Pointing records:

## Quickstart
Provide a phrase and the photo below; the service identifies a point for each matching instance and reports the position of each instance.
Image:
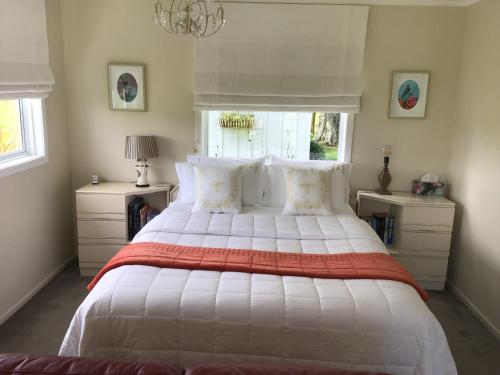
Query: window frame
(34, 150)
(346, 131)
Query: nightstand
(422, 232)
(101, 213)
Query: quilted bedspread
(191, 317)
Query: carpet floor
(39, 326)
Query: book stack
(383, 224)
(139, 214)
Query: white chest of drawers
(101, 213)
(422, 233)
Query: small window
(22, 143)
(290, 135)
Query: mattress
(197, 317)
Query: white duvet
(192, 317)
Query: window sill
(21, 164)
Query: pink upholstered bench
(22, 364)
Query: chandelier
(199, 18)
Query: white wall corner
(35, 290)
(462, 297)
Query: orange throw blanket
(325, 266)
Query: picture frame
(409, 94)
(127, 87)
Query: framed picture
(409, 94)
(127, 88)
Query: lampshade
(140, 147)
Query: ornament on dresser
(384, 178)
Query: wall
(36, 225)
(407, 38)
(474, 269)
(97, 32)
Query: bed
(191, 317)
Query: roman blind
(283, 57)
(24, 51)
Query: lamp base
(142, 173)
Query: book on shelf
(383, 224)
(139, 213)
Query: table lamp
(141, 148)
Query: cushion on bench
(17, 364)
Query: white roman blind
(24, 51)
(283, 57)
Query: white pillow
(252, 188)
(185, 175)
(307, 191)
(218, 189)
(274, 180)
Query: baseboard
(35, 290)
(491, 327)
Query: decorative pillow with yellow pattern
(307, 191)
(218, 189)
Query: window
(291, 135)
(22, 141)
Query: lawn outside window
(290, 135)
(22, 135)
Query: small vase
(384, 179)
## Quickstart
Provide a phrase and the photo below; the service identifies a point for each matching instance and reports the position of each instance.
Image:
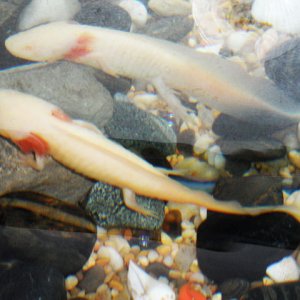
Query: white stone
(284, 270)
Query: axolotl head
(47, 43)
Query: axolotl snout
(215, 81)
(41, 127)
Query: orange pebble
(187, 292)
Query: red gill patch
(33, 143)
(81, 48)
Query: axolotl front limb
(36, 125)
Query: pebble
(116, 260)
(171, 7)
(105, 204)
(232, 246)
(56, 240)
(173, 28)
(250, 190)
(282, 66)
(104, 14)
(284, 270)
(43, 11)
(19, 280)
(92, 278)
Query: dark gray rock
(103, 13)
(92, 279)
(250, 190)
(24, 281)
(42, 230)
(233, 288)
(168, 28)
(252, 150)
(282, 65)
(54, 179)
(283, 291)
(70, 86)
(105, 204)
(233, 246)
(142, 133)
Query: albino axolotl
(215, 81)
(38, 126)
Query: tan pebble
(90, 263)
(97, 246)
(168, 261)
(194, 266)
(197, 277)
(116, 285)
(189, 234)
(187, 225)
(165, 239)
(103, 261)
(116, 259)
(175, 274)
(70, 282)
(152, 256)
(143, 261)
(128, 257)
(164, 250)
(101, 233)
(135, 250)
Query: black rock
(284, 291)
(152, 138)
(46, 231)
(92, 279)
(233, 288)
(24, 281)
(250, 190)
(103, 13)
(105, 204)
(282, 65)
(233, 246)
(173, 28)
(252, 150)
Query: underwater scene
(149, 149)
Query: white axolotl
(215, 81)
(38, 126)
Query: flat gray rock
(72, 87)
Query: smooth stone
(250, 190)
(173, 28)
(282, 65)
(285, 291)
(104, 14)
(233, 288)
(157, 270)
(17, 176)
(27, 281)
(252, 150)
(232, 128)
(46, 231)
(152, 139)
(92, 279)
(105, 204)
(80, 95)
(234, 246)
(9, 12)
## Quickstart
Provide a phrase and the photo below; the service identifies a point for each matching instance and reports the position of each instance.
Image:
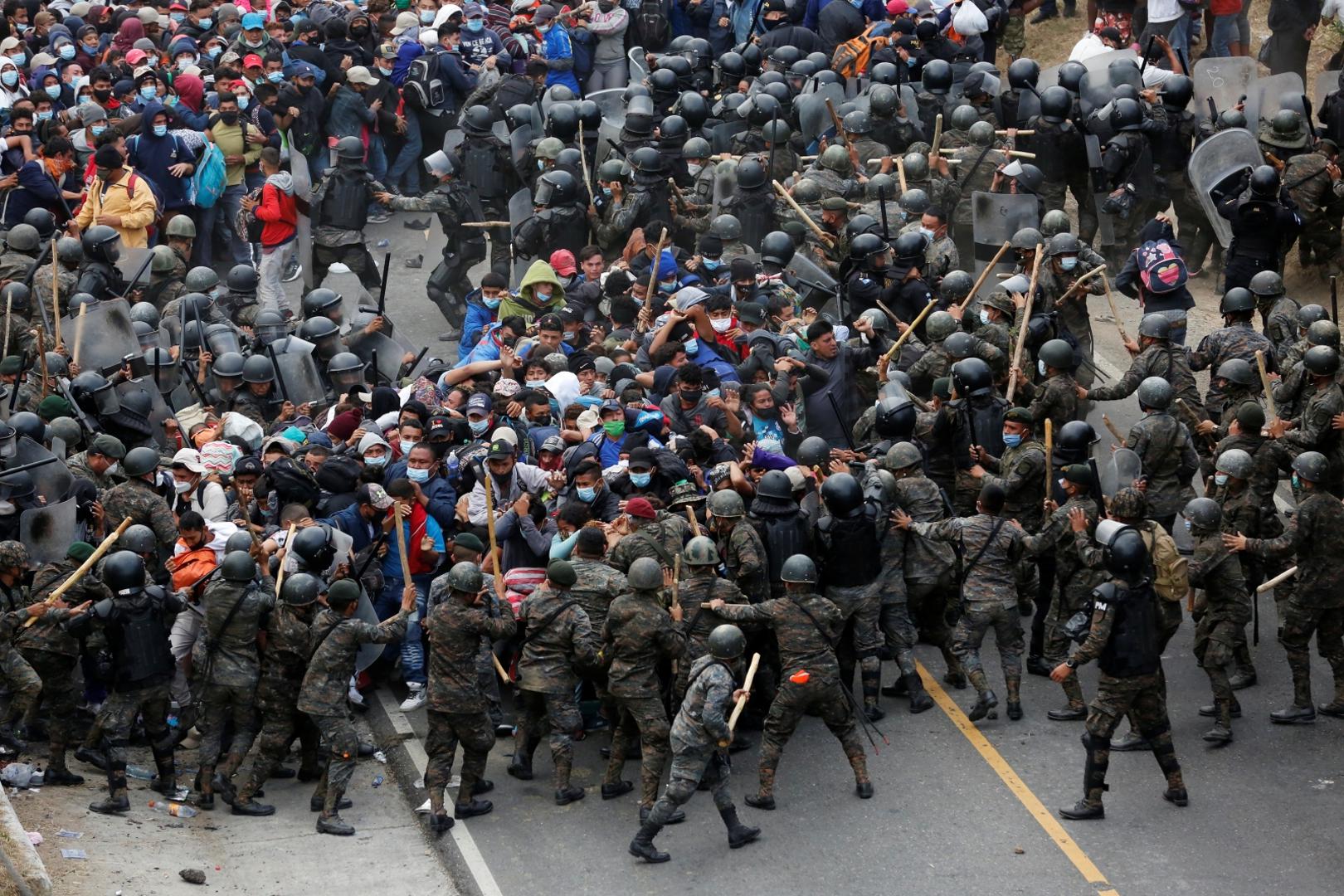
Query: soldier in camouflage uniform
(227, 666)
(457, 707)
(991, 548)
(639, 633)
(284, 661)
(1122, 640)
(1222, 611)
(698, 739)
(806, 627)
(1073, 579)
(336, 637)
(1316, 535)
(19, 677)
(52, 653)
(557, 635)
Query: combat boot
(643, 844)
(1015, 698)
(738, 833)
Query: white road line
(461, 835)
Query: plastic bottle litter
(180, 811)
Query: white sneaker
(416, 699)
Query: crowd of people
(738, 373)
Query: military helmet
(799, 568)
(700, 551)
(1155, 394)
(726, 642)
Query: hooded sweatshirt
(526, 304)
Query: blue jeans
(411, 646)
(403, 171)
(219, 218)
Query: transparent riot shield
(49, 531)
(1215, 168)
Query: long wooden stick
(84, 567)
(1269, 391)
(984, 275)
(1022, 334)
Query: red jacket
(280, 214)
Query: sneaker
(416, 698)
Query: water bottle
(180, 811)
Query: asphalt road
(1264, 811)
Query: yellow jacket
(136, 212)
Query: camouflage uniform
(806, 626)
(335, 641)
(636, 635)
(557, 635)
(457, 707)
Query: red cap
(640, 508)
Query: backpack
(424, 86)
(650, 24)
(852, 56)
(210, 180)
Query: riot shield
(49, 531)
(300, 173)
(50, 480)
(1215, 169)
(1118, 470)
(1225, 80)
(993, 219)
(108, 334)
(1268, 95)
(299, 381)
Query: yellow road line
(1018, 786)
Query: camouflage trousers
(557, 715)
(979, 618)
(446, 730)
(343, 742)
(643, 719)
(21, 681)
(58, 694)
(221, 705)
(1300, 624)
(1215, 641)
(693, 765)
(796, 700)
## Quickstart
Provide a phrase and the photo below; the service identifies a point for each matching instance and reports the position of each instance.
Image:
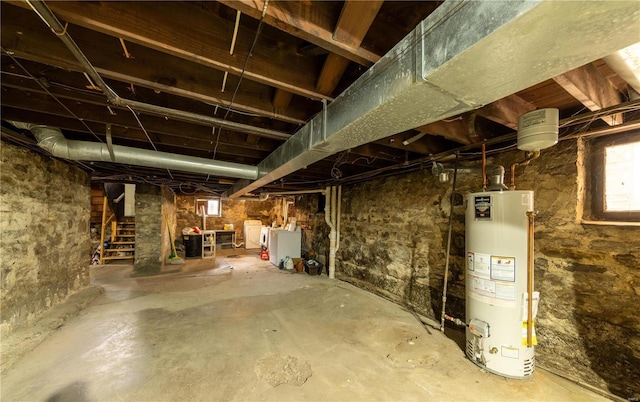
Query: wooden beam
(281, 101)
(105, 112)
(295, 18)
(169, 26)
(157, 126)
(506, 111)
(456, 129)
(177, 76)
(592, 89)
(334, 68)
(354, 22)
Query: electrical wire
(244, 68)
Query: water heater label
(482, 265)
(503, 268)
(482, 207)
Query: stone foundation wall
(394, 238)
(149, 230)
(45, 209)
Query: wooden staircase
(123, 239)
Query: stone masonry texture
(394, 241)
(45, 208)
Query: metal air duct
(52, 140)
(465, 55)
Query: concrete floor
(248, 331)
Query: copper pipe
(530, 156)
(446, 263)
(484, 167)
(531, 215)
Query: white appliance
(496, 282)
(264, 236)
(284, 243)
(252, 233)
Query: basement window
(616, 178)
(211, 206)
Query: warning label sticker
(503, 268)
(482, 265)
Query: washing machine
(252, 233)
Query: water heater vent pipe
(531, 215)
(446, 264)
(529, 157)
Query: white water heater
(497, 228)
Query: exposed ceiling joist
(281, 69)
(179, 77)
(354, 22)
(285, 15)
(592, 89)
(506, 111)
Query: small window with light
(208, 206)
(616, 178)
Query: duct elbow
(51, 140)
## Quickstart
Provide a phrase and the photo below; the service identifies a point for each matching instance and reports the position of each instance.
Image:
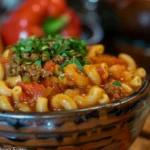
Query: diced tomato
(49, 65)
(100, 71)
(4, 60)
(55, 86)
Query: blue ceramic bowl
(112, 126)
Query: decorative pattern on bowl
(112, 126)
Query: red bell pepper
(29, 17)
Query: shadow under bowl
(107, 127)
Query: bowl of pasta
(59, 93)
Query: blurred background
(121, 25)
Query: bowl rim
(57, 114)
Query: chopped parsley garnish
(38, 62)
(72, 60)
(117, 83)
(62, 76)
(72, 48)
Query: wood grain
(141, 144)
(146, 129)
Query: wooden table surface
(143, 141)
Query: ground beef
(33, 71)
(114, 92)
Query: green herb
(72, 60)
(62, 76)
(53, 25)
(117, 83)
(38, 62)
(73, 48)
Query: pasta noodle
(2, 72)
(64, 74)
(5, 103)
(16, 93)
(12, 81)
(4, 90)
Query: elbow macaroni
(16, 93)
(4, 90)
(12, 81)
(5, 103)
(2, 72)
(72, 87)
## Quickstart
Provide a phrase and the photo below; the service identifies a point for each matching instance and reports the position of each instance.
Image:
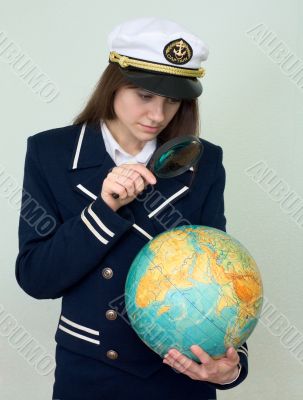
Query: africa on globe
(193, 285)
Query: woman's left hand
(218, 371)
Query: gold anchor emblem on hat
(178, 52)
(180, 46)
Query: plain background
(250, 107)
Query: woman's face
(141, 115)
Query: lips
(150, 128)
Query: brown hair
(100, 106)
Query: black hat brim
(176, 87)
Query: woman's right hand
(127, 180)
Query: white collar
(119, 155)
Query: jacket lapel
(90, 165)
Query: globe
(190, 285)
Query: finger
(232, 355)
(179, 362)
(115, 187)
(124, 181)
(204, 357)
(145, 172)
(139, 184)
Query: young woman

REQUIREMENT >> Rescale the entries starting with the line containing "Query: small vase" and going on through the line containing "(1215, 168)", both included, by writing out every line in that span again with each coordinate multiplied by 0.75 and rounded to a whole number, halves rounded up. Leave the pictures out of your answer.

RIGHT ANSWER >>
Query: small vase
(288, 134)
## Quickstart
Provide a phrase and the photo below; the service identifies a point for each matching instance and reports the position of each instance.
Image:
Query: white stone
(213, 203)
Query: axolotl head
(35, 32)
Query: axolotl snout
(161, 61)
(31, 95)
Query: orange pebble
(140, 219)
Query: red gill patch
(25, 107)
(61, 36)
Query: axolotl front limb
(27, 94)
Query: pebble
(87, 195)
(128, 5)
(79, 153)
(174, 185)
(42, 180)
(130, 21)
(188, 143)
(212, 50)
(78, 11)
(213, 203)
(32, 8)
(14, 210)
(69, 209)
Query: dark gray rock
(77, 10)
(69, 209)
(188, 143)
(18, 211)
(32, 173)
(175, 216)
(126, 21)
(189, 113)
(212, 49)
(41, 134)
(212, 218)
(53, 65)
(79, 153)
(175, 185)
(107, 100)
Query: albino axolotl
(161, 61)
(29, 95)
Query: tan pebble
(68, 197)
(73, 185)
(126, 196)
(146, 200)
(148, 208)
(87, 214)
(142, 176)
(140, 169)
(124, 179)
(77, 196)
(87, 194)
(131, 206)
(53, 212)
(114, 192)
(107, 196)
(96, 193)
(123, 188)
(76, 175)
(101, 188)
Query: black rock
(213, 218)
(114, 104)
(35, 173)
(69, 209)
(175, 216)
(18, 211)
(188, 143)
(77, 10)
(79, 153)
(212, 49)
(175, 185)
(130, 21)
(189, 113)
Query: underwater scene
(112, 112)
Query: white axolotl
(161, 61)
(29, 95)
Query: flat gray rock
(54, 65)
Query: smooth stone
(188, 143)
(130, 21)
(212, 49)
(214, 218)
(78, 11)
(175, 216)
(118, 203)
(13, 132)
(20, 211)
(189, 113)
(174, 96)
(35, 173)
(114, 104)
(69, 209)
(79, 153)
(60, 71)
(176, 185)
(7, 9)
## Quickstart
Provide a phrase and the photo below; the service identifies a point for each matching instance and reports the position of each instance.
Image:
Query: soldier in camouflage uniform
(170, 500)
(343, 530)
(743, 411)
(479, 475)
(213, 496)
(842, 480)
(917, 458)
(524, 554)
(605, 470)
(805, 434)
(252, 478)
(987, 401)
(14, 508)
(39, 490)
(418, 476)
Query: combat boot
(482, 633)
(761, 524)
(554, 625)
Query: white road line
(346, 626)
Query: plastic bottle litter
(135, 608)
Query: white sneaker
(312, 524)
Query: crowd of people
(554, 280)
Query: military helmet
(599, 426)
(525, 413)
(866, 296)
(545, 482)
Query: hooded sweatshirt
(395, 228)
Query: blue jeans
(308, 485)
(302, 128)
(164, 164)
Query: transparent riot shield
(37, 398)
(911, 126)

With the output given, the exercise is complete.